Set exercise
Please turn all the records below into a numbered list, one item per line, leaving out blank lines and any pictures.

※

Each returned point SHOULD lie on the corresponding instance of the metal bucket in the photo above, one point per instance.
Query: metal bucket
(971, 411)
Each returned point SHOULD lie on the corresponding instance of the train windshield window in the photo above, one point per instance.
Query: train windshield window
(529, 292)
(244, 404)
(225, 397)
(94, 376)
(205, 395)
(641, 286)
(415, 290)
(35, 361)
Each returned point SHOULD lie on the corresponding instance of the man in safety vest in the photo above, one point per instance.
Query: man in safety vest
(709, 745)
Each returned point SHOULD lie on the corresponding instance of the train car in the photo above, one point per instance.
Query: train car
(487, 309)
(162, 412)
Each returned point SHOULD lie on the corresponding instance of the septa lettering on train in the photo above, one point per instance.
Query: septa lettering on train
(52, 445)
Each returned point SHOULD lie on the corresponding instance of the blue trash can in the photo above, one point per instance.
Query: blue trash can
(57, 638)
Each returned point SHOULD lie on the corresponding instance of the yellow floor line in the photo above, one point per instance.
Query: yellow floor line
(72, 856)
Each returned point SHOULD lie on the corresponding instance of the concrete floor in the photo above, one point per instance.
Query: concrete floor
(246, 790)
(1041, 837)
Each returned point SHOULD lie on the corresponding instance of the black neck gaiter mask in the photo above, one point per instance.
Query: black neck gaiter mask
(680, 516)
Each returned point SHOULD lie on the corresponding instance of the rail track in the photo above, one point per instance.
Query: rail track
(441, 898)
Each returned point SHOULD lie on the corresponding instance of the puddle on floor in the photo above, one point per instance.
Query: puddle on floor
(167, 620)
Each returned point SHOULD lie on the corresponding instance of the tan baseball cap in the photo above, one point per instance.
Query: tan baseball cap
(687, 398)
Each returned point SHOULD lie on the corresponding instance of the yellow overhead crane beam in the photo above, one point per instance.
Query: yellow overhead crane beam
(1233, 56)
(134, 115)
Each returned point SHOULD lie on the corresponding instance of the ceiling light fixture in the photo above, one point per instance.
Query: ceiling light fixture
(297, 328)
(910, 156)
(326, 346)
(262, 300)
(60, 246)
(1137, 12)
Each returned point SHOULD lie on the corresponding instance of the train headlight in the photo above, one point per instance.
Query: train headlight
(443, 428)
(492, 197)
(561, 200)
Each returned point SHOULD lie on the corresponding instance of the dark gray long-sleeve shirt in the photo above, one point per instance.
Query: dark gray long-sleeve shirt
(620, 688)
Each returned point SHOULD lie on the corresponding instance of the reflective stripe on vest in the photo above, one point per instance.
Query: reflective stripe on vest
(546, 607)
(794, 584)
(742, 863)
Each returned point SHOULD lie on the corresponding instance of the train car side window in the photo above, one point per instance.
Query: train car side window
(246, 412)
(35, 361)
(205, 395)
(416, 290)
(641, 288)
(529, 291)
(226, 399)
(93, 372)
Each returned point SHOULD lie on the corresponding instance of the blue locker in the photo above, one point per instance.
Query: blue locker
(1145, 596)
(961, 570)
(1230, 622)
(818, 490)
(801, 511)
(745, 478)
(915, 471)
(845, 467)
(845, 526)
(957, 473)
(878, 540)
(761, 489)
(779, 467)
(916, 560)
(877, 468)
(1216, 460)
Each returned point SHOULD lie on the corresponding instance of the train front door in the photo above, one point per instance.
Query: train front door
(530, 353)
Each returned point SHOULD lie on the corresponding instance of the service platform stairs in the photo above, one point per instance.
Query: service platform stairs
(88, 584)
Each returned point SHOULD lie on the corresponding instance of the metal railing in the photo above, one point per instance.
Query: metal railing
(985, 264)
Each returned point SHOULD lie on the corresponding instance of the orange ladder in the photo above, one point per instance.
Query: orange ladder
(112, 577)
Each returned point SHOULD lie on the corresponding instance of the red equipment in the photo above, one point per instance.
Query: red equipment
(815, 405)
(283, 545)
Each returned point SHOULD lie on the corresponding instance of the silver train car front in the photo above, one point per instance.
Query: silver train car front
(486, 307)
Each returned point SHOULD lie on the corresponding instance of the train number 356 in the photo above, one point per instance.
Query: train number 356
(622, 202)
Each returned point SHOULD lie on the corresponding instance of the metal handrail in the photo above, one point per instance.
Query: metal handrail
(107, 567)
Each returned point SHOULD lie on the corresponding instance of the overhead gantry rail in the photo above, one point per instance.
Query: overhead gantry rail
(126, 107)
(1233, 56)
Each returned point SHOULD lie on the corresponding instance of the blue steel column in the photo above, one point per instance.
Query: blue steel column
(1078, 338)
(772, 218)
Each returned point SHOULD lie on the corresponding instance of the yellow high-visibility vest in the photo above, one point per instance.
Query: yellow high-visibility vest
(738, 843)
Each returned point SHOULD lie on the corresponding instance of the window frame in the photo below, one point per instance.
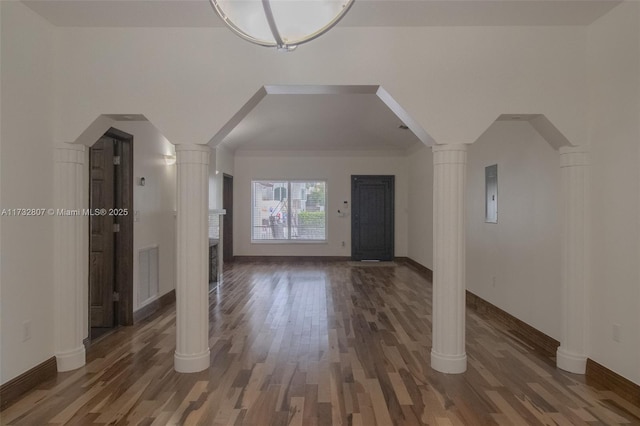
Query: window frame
(289, 239)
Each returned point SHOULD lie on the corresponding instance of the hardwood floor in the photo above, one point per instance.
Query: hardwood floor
(314, 343)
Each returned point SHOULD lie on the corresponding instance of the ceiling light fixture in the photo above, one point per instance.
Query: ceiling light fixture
(283, 24)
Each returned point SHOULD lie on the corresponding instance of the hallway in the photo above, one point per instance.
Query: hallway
(317, 343)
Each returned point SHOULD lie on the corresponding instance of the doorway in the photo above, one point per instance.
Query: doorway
(110, 233)
(372, 217)
(227, 220)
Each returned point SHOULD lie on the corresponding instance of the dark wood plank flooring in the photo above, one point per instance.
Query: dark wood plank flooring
(313, 343)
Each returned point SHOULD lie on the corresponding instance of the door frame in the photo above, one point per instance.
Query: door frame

※

Result of this exercise
1. Each returned point SHOULD lie on the corresponding instance of the metal bucket in the photo above, one point per instance.
2. Query: metal bucket
3. (971, 411)
4. Each returned point SHOULD lie on the corresponding instance of the train windshield window in the photo above, one point per instance.
5. Query: train windshield window
6. (529, 292)
7. (244, 404)
8. (225, 397)
9. (94, 376)
10. (205, 395)
11. (641, 286)
12. (415, 290)
13. (35, 361)
14. Each returned point SHOULD lie on the corresponding instance of the man in safety vest in the photo above, one point per instance.
15. Query: man in safety vest
16. (709, 745)
17. Each returned point SHOULD lie on the corresponding instance of the train car in the photo above, one point per instance.
18. Query: train car
19. (487, 309)
20. (162, 412)
21. Each returned point SHOULD lie on the corresponding instance of the septa lettering on train in the photo above, one point per instance.
22. Query: septa lettering on train
23. (52, 445)
24. Each returned point SHOULD lie on the corresponding instance of the blue trash can in the photo above, one point per instance.
25. Query: blue trash can
26. (57, 638)
27. Each returned point SHOULD lie on the corresponding instance of the yellow floor line in the photo above, one point per instance.
28. Query: yellow floor line
29. (72, 856)
30. Each returned point SHOULD lie on the corresponding instance of the concrete floor in the photo above, one point per instance.
31. Query: concrete floor
32. (246, 790)
33. (1041, 837)
34. Each returned point SHOULD lie on the corresponding instance of the black neck gaiter mask in the photo above, one point per instance.
35. Query: black neck gaiter mask
36. (680, 516)
37. Each returned point SHOULD lie on the corresponding instance of the rail track in the photo above, one point per instance.
38. Query: rail track
39. (441, 898)
40. Each returned point SHOULD lie on the corresponding instance of the puddle on floor in the photo above, one point per instance.
41. Query: puddle on floor
42. (167, 620)
43. Each returned point SHOULD lie on the corresponding instance of the tan baseball cap in the photo above, one point per instance.
44. Query: tan baseball cap
45. (687, 398)
46. Each returned point SHOULD lie on the corresponding instance of the yellow overhead crane beam in the photo above, one point per instance.
47. Query: yellow overhead crane beam
48. (1233, 56)
49. (134, 115)
50. Each returned point SHOULD lie on the corresponding instance of the ceiling light fixture in the photo above, one point per instance.
51. Query: ceiling light fixture
52. (297, 328)
53. (910, 156)
54. (326, 346)
55. (262, 300)
56. (60, 246)
57. (1137, 12)
58. Each returned point SHOULD lie on the corresponding instance of the train headlight in the photo above, one point per instance.
59. Query: train headlight
60. (443, 428)
61. (492, 197)
62. (561, 200)
63. Each returned point SHOULD lie on the corresponding instance of the dark gray long-sleeve shirt in the photo above, one point per instance.
64. Query: dark gray long-sleeve shirt
65. (620, 688)
66. Each returned point SHOULD lie on the corresponding instance of the reflective stripe on vest in the photo above, one point per instance.
67. Query: reflective stripe on vest
68. (546, 607)
69. (794, 584)
70. (742, 863)
71. Each returned point SHOULD lie on the corresponding instance of the train car side window in the photo above, one point per instance.
72. Query: train car side window
73. (246, 412)
74. (35, 361)
75. (205, 395)
76. (416, 290)
77. (641, 288)
78. (529, 291)
79. (226, 399)
80. (93, 372)
81. Each returned point SHOULD lie on the corresponding instance of the blue locker in the photo above, one point per instance.
82. Query: blue locker
83. (1145, 596)
84. (961, 570)
85. (1230, 622)
86. (818, 490)
87. (801, 511)
88. (745, 478)
89. (915, 471)
90. (845, 467)
91. (845, 526)
92. (957, 473)
93. (878, 540)
94. (761, 489)
95. (779, 467)
96. (916, 560)
97. (877, 468)
98. (1216, 460)
99. Each returned point SHOULD lie on the corresponding instance of the train front door in the photo above, one point per instance.
100. Query: train front door
101. (530, 353)
102. Each returned point SHOULD lie on the corresponding instance of the service platform stairs in the photo above, one point per instance.
103. Query: service platform stairs
104. (88, 584)
105. Each returned point SHOULD lie on the corresponding instance of the metal railing in the photo above, one point per instance.
106. Query: metal railing
107. (985, 264)
108. Each returned point SHOULD lie on the corresponding instance of the orange ladder in the photo above, one point per instance.
109. Query: orange ladder
110. (112, 577)
111. Each returned point SHOULD lie on the corresponding instance of the red equipment in the photo above, one point per instance.
112. Query: red equipment
113. (815, 405)
114. (283, 545)
115. Each returned point SHOULD lie on the corresponding instance of the silver train car front in the photo above, one point per instance.
116. Query: silver train car front
117. (486, 307)
118. Each returned point SHOULD lie on the corresponding instance of the train number 356 in the photo above, one point per instance.
119. Query: train number 356
120. (622, 202)
121. Each returned point SHOULD lie on the corresponding instance of the metal handrail in the photo above, one point per instance.
122. Query: metal handrail
123. (107, 567)
124. Each returned point SHOULD lie on the corresponding instance of the overhead gantry rail in the photo above, one point per instance.
125. Query: overhead gantry rail
126. (126, 107)
127. (1233, 56)
128. Each returned point SHOULD lie on the corresponding instance of the blue steel column in the photo above, one point per instance.
129. Query: blue steel column
130. (1078, 338)
131. (772, 218)
132. Each returned point SHOULD lie on the corresponding instance of the yellow high-visibility vest in the photo above, one point per instance.
133. Query: yellow high-visibility vest
134. (738, 843)
135. Each returned point SHOULD lie on the corresponding instance of the window frame in the photo below, one point per instance.
136. Query: window frame
137. (289, 239)
138. Each returned point SHOULD lie on the corresponding instance of the hardwood floor in the photo above, one point per instance.
139. Query: hardwood floor
140. (314, 343)
141. Each returned point SHOULD lie on the corresponding instance of the ceiling light fixture in the photo above, one point per instance.
142. Query: ceiling light fixture
143. (283, 24)
144. Each returned point SHOULD lie on the corresponding instance of the hallway in the photo above, one point per instance.
145. Query: hallway
146. (317, 343)
147. Each returned point SHOULD lie on the corresponding instance of the doorway in the photo above, one point per instance.
148. Query: doorway
149. (110, 233)
150. (372, 217)
151. (227, 220)
152. Each returned point SHOULD lie on the corresponding instance of the dark wood plank flooring in the photo above, one point per instance.
153. Query: dark wood plank flooring
154. (313, 343)
155. Each returned point SHOULD lie on the corresponding instance of the door frame in the photo above, one point per instance.
156. Query: door frame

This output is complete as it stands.